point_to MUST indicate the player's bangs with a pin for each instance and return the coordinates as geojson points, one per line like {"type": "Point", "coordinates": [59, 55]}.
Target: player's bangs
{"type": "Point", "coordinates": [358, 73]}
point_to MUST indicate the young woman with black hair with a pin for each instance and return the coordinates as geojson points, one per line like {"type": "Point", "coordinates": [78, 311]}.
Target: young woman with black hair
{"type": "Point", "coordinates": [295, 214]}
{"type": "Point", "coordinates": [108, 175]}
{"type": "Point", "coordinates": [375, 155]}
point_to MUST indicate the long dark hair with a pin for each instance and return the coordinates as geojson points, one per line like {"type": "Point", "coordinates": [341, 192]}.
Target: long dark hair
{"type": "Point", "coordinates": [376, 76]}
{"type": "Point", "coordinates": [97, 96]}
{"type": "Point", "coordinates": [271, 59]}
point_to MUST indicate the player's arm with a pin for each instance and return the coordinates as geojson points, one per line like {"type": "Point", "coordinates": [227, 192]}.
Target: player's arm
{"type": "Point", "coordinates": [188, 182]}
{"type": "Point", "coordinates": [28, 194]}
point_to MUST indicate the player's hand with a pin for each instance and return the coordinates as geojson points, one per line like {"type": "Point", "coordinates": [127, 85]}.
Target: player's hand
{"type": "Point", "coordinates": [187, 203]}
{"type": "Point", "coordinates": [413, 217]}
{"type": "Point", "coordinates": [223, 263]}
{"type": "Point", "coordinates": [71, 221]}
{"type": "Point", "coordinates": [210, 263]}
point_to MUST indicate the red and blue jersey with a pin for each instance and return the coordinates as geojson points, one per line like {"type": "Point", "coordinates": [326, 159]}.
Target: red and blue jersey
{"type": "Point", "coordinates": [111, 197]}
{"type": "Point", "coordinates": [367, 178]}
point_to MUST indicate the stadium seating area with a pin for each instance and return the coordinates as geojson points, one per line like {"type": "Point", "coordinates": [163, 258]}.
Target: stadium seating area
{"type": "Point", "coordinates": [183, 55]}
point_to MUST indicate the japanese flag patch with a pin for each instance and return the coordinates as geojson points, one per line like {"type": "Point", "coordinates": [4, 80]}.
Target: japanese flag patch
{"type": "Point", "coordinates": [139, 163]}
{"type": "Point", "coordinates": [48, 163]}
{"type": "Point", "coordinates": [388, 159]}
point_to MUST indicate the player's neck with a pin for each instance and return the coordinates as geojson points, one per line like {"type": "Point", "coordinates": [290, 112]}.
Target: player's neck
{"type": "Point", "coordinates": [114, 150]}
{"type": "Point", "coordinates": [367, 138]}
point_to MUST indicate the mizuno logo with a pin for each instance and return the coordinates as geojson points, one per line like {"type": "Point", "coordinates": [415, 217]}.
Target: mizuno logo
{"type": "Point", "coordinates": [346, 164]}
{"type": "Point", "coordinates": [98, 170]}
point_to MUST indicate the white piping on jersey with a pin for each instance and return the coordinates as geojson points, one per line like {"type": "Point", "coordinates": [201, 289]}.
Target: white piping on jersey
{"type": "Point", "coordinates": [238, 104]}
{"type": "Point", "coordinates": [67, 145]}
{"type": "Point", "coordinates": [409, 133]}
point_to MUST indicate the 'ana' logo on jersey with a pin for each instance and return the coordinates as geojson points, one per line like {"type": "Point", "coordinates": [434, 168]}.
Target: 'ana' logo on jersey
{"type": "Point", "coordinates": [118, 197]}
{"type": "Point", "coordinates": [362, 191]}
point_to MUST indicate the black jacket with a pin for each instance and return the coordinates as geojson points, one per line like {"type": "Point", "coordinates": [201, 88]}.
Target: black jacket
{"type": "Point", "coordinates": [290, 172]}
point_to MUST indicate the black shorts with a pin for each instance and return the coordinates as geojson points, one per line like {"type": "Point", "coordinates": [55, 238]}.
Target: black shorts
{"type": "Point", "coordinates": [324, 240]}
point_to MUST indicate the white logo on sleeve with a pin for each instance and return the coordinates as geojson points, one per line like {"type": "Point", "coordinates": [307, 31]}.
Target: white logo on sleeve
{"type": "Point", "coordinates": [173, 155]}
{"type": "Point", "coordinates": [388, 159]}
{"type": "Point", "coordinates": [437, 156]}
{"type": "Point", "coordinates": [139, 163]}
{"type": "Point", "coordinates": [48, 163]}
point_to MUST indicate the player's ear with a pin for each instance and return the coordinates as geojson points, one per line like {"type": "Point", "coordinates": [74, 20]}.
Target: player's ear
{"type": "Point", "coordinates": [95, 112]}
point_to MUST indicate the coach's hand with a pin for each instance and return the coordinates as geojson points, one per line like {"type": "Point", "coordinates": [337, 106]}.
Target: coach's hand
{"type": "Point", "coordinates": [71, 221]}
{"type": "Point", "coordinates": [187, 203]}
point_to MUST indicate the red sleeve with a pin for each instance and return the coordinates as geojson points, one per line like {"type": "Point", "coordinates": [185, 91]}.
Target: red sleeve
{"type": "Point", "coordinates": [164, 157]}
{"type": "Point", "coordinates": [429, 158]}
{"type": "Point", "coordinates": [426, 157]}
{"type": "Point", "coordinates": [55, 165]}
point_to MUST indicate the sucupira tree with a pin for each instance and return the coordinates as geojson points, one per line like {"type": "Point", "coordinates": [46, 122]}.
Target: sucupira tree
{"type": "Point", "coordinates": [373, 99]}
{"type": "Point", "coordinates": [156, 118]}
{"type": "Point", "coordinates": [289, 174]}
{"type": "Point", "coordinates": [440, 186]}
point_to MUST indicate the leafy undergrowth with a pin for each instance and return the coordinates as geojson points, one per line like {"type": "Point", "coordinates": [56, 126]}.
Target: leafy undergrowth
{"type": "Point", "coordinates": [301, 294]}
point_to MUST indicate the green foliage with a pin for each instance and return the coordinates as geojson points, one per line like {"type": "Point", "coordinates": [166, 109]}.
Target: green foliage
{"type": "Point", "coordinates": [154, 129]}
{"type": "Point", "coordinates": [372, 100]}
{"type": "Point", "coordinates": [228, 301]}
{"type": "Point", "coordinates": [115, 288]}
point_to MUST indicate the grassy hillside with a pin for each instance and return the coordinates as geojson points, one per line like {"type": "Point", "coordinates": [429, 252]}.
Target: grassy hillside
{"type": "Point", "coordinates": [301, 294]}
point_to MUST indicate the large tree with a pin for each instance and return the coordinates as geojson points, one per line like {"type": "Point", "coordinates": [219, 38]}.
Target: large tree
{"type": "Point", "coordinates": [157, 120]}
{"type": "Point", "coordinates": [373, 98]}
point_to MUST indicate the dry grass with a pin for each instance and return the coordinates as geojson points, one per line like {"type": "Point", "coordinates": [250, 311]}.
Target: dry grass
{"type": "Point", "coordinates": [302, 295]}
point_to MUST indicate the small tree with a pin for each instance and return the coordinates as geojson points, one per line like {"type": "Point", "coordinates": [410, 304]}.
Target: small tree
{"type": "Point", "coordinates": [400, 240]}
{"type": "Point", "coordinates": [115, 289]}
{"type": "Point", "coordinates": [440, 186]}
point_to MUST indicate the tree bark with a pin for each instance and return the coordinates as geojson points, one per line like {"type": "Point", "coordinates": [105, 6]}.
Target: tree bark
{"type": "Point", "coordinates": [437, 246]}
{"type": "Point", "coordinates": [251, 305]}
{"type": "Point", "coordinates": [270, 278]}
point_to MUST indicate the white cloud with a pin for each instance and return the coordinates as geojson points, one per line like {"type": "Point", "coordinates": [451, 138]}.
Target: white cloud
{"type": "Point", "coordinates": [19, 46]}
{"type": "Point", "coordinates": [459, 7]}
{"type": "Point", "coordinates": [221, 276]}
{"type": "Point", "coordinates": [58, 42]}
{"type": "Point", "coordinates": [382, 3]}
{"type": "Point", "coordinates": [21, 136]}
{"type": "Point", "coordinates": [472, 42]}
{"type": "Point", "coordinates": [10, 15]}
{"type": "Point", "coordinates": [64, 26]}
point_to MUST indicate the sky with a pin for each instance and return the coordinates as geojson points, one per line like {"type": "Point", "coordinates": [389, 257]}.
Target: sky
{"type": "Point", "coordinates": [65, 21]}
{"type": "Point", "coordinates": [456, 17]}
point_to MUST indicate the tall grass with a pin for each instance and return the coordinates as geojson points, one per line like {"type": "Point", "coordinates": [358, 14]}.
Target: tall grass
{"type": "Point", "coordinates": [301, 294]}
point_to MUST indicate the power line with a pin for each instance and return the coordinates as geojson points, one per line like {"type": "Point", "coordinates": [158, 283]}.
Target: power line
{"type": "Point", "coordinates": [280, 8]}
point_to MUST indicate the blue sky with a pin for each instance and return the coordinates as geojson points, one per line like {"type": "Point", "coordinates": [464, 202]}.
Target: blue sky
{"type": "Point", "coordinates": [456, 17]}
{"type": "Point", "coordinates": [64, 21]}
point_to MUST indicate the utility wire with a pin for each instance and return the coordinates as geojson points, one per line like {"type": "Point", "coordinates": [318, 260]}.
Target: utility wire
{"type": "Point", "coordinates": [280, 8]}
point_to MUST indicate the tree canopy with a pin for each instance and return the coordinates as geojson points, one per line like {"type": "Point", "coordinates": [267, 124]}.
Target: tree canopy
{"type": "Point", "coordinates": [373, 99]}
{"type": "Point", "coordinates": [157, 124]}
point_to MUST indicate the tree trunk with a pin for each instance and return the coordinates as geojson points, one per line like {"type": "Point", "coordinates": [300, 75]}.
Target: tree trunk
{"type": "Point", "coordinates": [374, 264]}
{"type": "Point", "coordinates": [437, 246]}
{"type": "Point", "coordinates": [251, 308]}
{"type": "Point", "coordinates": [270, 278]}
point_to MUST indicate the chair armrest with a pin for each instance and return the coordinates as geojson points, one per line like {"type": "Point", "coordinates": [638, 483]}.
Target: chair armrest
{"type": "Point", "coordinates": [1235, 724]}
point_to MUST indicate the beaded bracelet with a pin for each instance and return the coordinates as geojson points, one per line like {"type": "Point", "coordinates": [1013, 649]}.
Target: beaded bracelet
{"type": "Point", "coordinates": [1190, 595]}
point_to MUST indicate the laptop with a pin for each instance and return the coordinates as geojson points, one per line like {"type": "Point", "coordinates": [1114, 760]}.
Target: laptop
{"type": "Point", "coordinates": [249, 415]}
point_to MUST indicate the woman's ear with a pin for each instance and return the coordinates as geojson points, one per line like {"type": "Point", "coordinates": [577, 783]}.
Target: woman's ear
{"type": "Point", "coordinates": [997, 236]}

-=-=-=-=-

* WHAT IS NEEDED:
Which lines run from the one containing "point_to MUST indicate the chair" to the end of the entries above? Quote exactly those, and only those.

* TASK RESPONSE:
point_to MUST indicate the chair armrest with a pin for each instance and return the coordinates as geojson points, one per line like {"type": "Point", "coordinates": [638, 483]}.
Target: chair armrest
{"type": "Point", "coordinates": [1235, 724]}
point_to MUST indicate the beaded bracelet with a pin for each instance and return the coordinates as geojson points, one per line like {"type": "Point", "coordinates": [1013, 649]}.
Target: beaded bracelet
{"type": "Point", "coordinates": [1190, 595]}
point_to MUST indicate the laptop with a pin for each instance and return the coordinates as geojson points, one per line like {"type": "Point", "coordinates": [1114, 760]}.
Target: laptop
{"type": "Point", "coordinates": [249, 415]}
point_to MUST indicate the woman's ear with a pin for each instance and return the coordinates as geojson points, one per line like {"type": "Point", "coordinates": [577, 783]}.
Target: woman's ear
{"type": "Point", "coordinates": [997, 236]}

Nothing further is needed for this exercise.